E.g. When he becomes 6 or 7 he may start to tell lies, play tricks, deceive his brothers and sisters. Immediately take this chance and tell him that Allah is watchful over Him. I don't know what is in your heart, but Allah knows what's hidden in your heart. Even if you hide and I can't see you, Allah sees you.
Tell him about the رزق of Allah, the حفظ of Allah, etc. until complete love of Allah is established in his heart. Ibn Abbas was a young boy when the Prophet ﷺ told him about the حفظ of Allah.
E.g. You walk past leaves on the ground. You ask your child: Do you know how many leaves there are in the world? No. Do you know how many trees there are? No. I don't know either, but Allah knows.
Things to Remember
-> It's very important to keep in mind that children need to hear information repeatedly. Notice that when you finish reading a storybook, your child turns back to the first page and asks you to read it again. This is out of his nature. He never gets bored, he's happy with hearing the same thing over and over again. You're the one who'll get bored of repeating yourself - but be patient, and have إحتساب.
And this doesn't mean that the child is dumb. This is how Allah created him; to need to be told something many times. The problem with many mothers is that they say it once, and believe that they've done their duty.
E.g. Your child comes to you and asks Where is Allah?
You say: in the heavens.
He'll come to you again tomorrow, and the day after that, and ask Where is Allah?
This doesn't mean he didn't hear you the first time. He knows what you said very well, but he wants to hear the answer again and again, until it's established in his heart and he stops asking you.
So don't ever change your answer or add information until it's fully established.
Then later, when he's older, you can say Allah is in the heavens, and He rose above His a Throne.
-> We have to make our children love Allah. There are so many mothers that make their children hate Allah by constantly saying that Allah will punish them, put them in Hell, etc. not realizing that if a childs heart is filled with love of Allah, they would naturally hate to disobey Him.

Excerpts from a dataset
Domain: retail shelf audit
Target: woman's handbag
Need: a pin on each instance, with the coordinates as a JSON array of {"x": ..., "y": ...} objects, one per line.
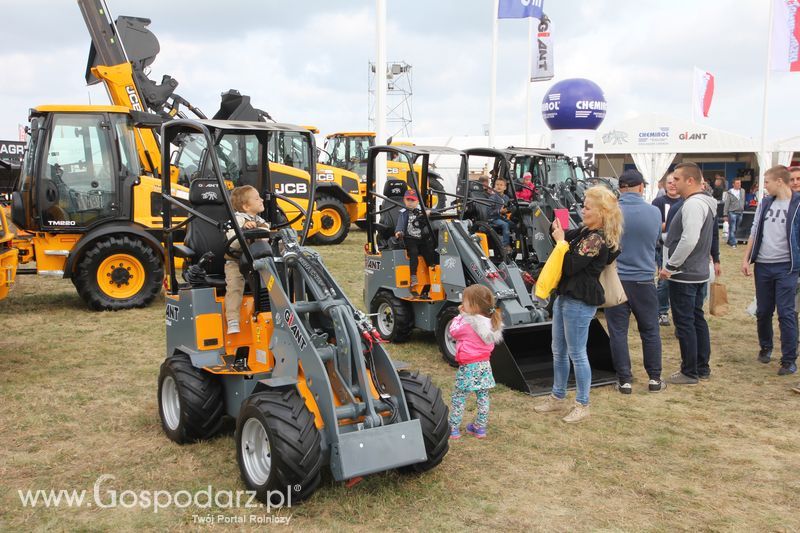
[
  {"x": 551, "y": 272},
  {"x": 612, "y": 286}
]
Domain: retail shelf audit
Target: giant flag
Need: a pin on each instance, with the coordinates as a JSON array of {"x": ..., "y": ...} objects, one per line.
[{"x": 519, "y": 9}]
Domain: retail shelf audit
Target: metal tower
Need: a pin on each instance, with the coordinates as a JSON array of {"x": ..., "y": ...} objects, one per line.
[{"x": 398, "y": 98}]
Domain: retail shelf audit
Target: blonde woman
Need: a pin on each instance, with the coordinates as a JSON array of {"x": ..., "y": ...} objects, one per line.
[{"x": 591, "y": 247}]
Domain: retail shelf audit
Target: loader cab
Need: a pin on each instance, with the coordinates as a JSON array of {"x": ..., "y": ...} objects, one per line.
[
  {"x": 79, "y": 170},
  {"x": 350, "y": 151},
  {"x": 218, "y": 170}
]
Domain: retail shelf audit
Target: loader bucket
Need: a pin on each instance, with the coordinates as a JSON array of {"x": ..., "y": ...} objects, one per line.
[{"x": 524, "y": 361}]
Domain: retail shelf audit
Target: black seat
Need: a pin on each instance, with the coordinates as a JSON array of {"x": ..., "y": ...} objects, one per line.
[
  {"x": 394, "y": 190},
  {"x": 477, "y": 210},
  {"x": 203, "y": 237}
]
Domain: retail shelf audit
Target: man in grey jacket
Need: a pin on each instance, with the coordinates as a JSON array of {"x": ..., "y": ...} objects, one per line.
[
  {"x": 732, "y": 208},
  {"x": 637, "y": 268},
  {"x": 688, "y": 249}
]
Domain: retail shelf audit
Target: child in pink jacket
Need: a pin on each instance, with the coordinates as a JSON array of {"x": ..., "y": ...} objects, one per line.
[
  {"x": 476, "y": 330},
  {"x": 526, "y": 189}
]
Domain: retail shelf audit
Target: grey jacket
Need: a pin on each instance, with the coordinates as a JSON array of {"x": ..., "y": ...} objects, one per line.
[
  {"x": 688, "y": 243},
  {"x": 731, "y": 203}
]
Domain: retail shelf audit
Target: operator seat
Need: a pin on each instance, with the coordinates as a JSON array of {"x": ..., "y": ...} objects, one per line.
[
  {"x": 394, "y": 190},
  {"x": 203, "y": 237}
]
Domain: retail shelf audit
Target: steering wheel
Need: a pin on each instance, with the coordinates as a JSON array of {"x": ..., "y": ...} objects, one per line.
[
  {"x": 250, "y": 235},
  {"x": 303, "y": 212}
]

_Problems to solve_.
1. In the text on teaching children to love Allah, who was a young boy when the Prophet ﷺ told him about the حفظ of Allah?
2. In the text on teaching children to love Allah, rewrite the part starting at "E.g. You walk" and ending at "but Allah knows.", with "trees" changed to "mountains".
3. Carry on the text on teaching children to love Allah, starting after its last sentence.
These records come from a separate source.

_Responses for each task_.
1. Ibn Abbas.

2.
E.g. You walk past leaves on the ground. You ask your child: Do you know how many leaves there are in the world? No. Do you know how many mountains there are? No. I don't know either, but Allah knows.

3.
-> It's very important to make sure you use the correct words when you express the actions of Allah, otherwise you'll be committing a sin.
-> Be truthful when you teach your children. They can sense your truthfulness.
If you bring your children upon this then don't be afraid for them when they become teenagers and become exposed to bad environments and friends. They may behave strangely when they're teenagers. But they'll come back to what you taught them in the beginning. Be patient with them, they'll go back to normal soon. But you have to be patient, and not lose them.
In a Hadith, the Prophet ﷺ said:
"إن الله عز وجل ليعجب من الشاب ليست له صبوة"
"Indeed, Allah Almighty is amazed by a youth who does not have an inclination to his desires."
-> التأليه starts when you tell them that Allah is the Perfect One.
The first thing people do is ascribe their idols and false deities with perfect attributes. Then they love. Then they worship.
When children love their teacher, they see their teacher as perfect; so kind, so nice. Then they start to love her. Then obey her. These are the stages.
Therefore, if you approach any idol worshippers and find any defect in their gods, they'll discard them.
As soon as you tell a Christian how can your God die, shouldn't God be perfect? He'll say Yes. It's his فطرة that's telling him that.
Talk to the فطرة of these people when you debate with them.
E.g. It's ingrained in our فطرة to love justice. Tell the Christian - How can you commit sins freely and say that Jesus died for them? Is this fair? He'll admit that it isn't fair.
When you take them back to the natural disposition, they'll accept Allah as their only God.
And this is what we need to do with our children. Then they will love Allah. And then they will worship Him.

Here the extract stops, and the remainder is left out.